→ **DOCUMENT TEXT**:
════════════════════

I don’t think that’s a good example. What you’d do here is use the prior information from the previous reports, to provide a very tight prior, and then you’d include the hr in your parameter set and do inference on it. If there’s not much information in your data, it won’t change much from the prior, on the other hand if there is information in your data set, it will change from the prior, and that’s appropriate. Basically a tight prior from a previous study is still just a prior not a set-in-stone fact (unless the value is very tight, in which case you might as well just enter a number directly into your model)
I agree with @dlakelan. If you have strong prior assumptions, it is better to incorporate these into the generative process using a tight prior or logical constraints.
There could be a wide prior for hr estimated from the clinical trial but the clinical trial is an unbiased estimate of hr because patients were randomized to treatment arms. My own, observational data may have some unknown selection effects so I want to build a model that constrains hr to be consistent with the results of the clinical trial, and not let my own data influence hr. I think this idea is similar to the reasons discussed here http://statistik.wu-wien.ac.at/research/talks/resources/Plummer_WU_2015.pdf except that the data Z is not available and I only have access to the distribution for φ already estimated using Z by somebody else.
So beta is no longer at its prior distribution. I guess I would need to do something like the 2-stage process @dlakelan described:
I imagine this would be very computationally expensive if I implemented myself because I would have to re-run the Turing sampler for each sample of beta.

════════════════════

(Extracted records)
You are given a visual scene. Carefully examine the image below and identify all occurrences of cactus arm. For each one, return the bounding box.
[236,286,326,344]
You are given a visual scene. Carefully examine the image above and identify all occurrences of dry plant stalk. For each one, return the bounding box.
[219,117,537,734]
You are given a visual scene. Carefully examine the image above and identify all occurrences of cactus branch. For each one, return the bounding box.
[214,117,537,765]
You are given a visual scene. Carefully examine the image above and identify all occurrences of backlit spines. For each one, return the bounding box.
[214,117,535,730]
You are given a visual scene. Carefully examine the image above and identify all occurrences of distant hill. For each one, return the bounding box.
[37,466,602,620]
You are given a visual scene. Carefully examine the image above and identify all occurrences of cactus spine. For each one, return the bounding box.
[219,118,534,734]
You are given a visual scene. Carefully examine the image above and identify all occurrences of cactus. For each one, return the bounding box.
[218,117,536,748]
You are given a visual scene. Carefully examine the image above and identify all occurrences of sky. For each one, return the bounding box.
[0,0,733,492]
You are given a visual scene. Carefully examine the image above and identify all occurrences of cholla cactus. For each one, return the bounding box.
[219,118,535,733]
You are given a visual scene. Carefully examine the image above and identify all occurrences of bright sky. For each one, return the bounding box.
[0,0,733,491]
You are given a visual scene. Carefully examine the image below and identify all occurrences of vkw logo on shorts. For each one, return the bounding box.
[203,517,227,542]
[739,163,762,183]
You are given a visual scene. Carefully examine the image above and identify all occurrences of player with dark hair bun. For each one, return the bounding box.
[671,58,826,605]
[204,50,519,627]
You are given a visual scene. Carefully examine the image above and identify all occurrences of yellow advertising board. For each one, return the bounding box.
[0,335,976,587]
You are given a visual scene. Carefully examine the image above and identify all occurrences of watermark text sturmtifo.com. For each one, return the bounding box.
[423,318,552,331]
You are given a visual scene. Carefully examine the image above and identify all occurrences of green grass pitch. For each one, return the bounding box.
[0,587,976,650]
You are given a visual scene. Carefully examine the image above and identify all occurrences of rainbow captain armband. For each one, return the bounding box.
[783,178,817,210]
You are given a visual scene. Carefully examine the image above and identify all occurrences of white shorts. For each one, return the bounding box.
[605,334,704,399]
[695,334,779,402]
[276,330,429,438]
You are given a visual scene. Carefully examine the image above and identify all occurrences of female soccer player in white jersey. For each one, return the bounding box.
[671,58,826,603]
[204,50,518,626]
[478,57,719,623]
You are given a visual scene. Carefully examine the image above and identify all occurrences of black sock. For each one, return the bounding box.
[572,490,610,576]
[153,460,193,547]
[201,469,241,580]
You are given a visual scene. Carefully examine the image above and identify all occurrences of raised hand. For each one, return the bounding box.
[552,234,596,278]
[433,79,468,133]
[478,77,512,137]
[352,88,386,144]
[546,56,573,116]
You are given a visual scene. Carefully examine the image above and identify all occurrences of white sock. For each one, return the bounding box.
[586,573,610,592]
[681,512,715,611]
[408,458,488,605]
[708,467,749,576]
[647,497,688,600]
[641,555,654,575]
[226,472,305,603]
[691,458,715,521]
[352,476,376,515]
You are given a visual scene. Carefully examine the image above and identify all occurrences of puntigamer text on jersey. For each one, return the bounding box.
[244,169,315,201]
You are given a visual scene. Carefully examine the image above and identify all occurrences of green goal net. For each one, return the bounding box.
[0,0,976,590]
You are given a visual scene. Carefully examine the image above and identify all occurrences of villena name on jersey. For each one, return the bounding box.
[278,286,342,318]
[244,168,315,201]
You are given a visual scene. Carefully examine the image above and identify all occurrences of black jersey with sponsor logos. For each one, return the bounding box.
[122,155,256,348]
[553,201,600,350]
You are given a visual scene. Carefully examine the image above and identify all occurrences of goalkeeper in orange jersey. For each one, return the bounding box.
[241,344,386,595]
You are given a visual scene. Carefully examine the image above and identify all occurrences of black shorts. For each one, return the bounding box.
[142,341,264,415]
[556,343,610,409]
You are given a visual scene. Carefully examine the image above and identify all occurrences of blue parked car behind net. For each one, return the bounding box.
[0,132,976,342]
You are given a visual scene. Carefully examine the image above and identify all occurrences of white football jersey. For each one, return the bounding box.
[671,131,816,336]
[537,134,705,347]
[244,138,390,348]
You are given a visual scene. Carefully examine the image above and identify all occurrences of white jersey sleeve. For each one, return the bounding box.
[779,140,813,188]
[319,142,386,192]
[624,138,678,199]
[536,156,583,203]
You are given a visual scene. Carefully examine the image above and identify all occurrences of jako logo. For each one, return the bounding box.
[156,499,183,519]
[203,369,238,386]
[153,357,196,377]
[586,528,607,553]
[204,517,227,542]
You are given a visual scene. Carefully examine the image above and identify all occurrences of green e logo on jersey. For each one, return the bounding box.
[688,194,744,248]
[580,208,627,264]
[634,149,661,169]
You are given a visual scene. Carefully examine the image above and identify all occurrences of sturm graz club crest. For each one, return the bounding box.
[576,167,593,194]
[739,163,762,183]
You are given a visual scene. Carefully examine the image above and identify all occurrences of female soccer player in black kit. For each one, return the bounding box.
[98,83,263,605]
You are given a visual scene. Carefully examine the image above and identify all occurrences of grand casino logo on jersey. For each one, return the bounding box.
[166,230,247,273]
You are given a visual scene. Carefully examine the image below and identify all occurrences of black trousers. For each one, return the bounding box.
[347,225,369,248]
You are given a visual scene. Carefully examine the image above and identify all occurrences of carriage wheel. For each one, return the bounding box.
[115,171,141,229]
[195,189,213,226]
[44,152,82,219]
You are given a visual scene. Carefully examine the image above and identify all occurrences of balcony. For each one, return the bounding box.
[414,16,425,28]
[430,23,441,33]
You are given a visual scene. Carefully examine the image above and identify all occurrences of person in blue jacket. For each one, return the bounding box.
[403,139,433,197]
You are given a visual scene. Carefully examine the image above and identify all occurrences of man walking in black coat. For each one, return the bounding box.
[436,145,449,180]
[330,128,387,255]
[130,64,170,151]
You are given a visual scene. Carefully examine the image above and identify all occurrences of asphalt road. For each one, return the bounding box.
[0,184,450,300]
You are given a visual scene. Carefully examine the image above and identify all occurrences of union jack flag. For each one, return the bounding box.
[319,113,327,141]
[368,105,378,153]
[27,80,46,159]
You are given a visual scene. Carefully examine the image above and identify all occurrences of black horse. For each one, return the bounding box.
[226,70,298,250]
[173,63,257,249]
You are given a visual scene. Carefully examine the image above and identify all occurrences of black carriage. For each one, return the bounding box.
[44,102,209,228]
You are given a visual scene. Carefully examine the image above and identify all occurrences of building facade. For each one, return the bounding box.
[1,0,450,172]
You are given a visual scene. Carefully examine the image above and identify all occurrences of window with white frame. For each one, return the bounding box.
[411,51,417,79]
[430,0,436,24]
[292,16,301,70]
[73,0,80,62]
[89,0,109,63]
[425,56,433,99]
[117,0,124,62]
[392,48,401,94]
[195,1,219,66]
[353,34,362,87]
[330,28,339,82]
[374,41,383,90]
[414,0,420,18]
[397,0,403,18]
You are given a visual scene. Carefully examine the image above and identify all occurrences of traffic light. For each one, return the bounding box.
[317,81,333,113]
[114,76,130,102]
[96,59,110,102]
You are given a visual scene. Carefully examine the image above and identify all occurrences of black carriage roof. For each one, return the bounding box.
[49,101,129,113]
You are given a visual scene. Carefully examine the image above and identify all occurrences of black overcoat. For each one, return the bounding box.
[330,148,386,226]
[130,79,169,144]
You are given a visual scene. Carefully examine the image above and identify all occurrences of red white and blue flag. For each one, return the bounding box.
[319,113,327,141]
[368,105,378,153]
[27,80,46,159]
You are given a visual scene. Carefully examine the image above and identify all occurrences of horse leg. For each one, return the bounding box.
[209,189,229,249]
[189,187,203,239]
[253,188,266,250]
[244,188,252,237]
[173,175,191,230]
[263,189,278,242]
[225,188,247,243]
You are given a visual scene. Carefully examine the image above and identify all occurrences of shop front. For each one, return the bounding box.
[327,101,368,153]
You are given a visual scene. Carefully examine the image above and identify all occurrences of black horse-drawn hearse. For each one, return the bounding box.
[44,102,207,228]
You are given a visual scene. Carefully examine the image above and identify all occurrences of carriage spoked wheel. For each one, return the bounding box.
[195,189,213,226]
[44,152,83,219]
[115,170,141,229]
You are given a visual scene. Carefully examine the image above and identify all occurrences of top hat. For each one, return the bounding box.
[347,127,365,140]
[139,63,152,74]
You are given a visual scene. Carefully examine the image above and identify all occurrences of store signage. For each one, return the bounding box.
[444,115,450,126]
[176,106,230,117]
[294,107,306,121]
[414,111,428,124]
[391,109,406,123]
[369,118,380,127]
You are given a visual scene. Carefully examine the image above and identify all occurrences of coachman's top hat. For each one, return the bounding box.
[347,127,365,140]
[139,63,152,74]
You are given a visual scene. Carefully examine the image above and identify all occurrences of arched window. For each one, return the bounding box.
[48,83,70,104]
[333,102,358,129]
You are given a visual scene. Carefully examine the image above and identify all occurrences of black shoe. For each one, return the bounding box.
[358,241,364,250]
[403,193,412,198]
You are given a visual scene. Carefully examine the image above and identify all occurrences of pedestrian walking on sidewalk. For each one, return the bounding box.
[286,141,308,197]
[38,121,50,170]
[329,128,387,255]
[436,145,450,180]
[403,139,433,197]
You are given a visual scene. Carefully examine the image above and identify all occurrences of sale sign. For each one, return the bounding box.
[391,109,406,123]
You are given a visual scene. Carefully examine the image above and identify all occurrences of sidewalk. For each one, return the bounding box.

════════════════════

→ **PROBLEM SET**:
(1) Reproduce part of the discussion about priors, beginning at the words "I agree with" and stopping after "or logical constraints.".
(2) Continue the discussion about priors and the hazard ratio from where it stops.

→ **ANSWERS TO THE PROBLEMS**:
(1)
I agree with @dlakelan. If you have strong prior assumptions, it is better to incorporate these into the generative process using a tight prior or logical constraints.

(2)
I think the issue is that you’re building the wrong kind of model.
If you think the clinical trial gave a good unbiased estimate of a distribution for beta, and that your data has a bias… Then include a parameter in your model that represents the bias. Instead of using beta to describe your data, use beta + bias.
Another way of saying this is “partial pooling” or “hierarchical modeling”.
Think about what it means for Beta to stay at its prior distribution with respect to proper Bayesian inference. It means that the likelihood function is a constant with respect to Beta. And this in turn means that Beta doesn’t inform you about what your data might be.
All you have to do is simply don’t use Beta
As the distribution for the biased beta tends towards infinitely wide… The distribution for the unbiased Beta tends towards the prior.
There is no way to do actual Bayesian inference where you use the distribution for Beta and you don’t distort it in the posterior. If you make the bias infinitely wide, you don’t use the Beta, if you make the bias less than infinitely wide you use the Beta information, but you distort the Beta somewhat. It’s a continuum of possibilities. Simply choose that place on the continuum where you’re happy.
Think about it like this… you have three balls connected by springs. The ball on the right is your data, C, the ball in the middle is your biased parameter, B, and the ball on the left is your clinical Beta, A. Like this:
A ---- B ----- C
If you make the spring between A,B very very soft… then if you pull on C to put it where the real data lies… you’ll bring B along with you, but A will stay behind because B isn’t pulling on it very much…
If you tighten up the spring between A, B you’ll pull A along with B somewhat. If you make A,B connected by a rigid rod with zero length, A will come along and always be exactly where B is.
The model you started with is where A,B are connected by a rigid rod with zero length… By partially decoupling A,B using a “soft spring” (namely a prior on B that is wide and centered around the location of A) then A will remain mainly where it was. If you completely decouple by providing some other prior for B that doesn’t involve A at all… then you’ll sample from the clinical prior for A… but it won’t affect your choice of B at all.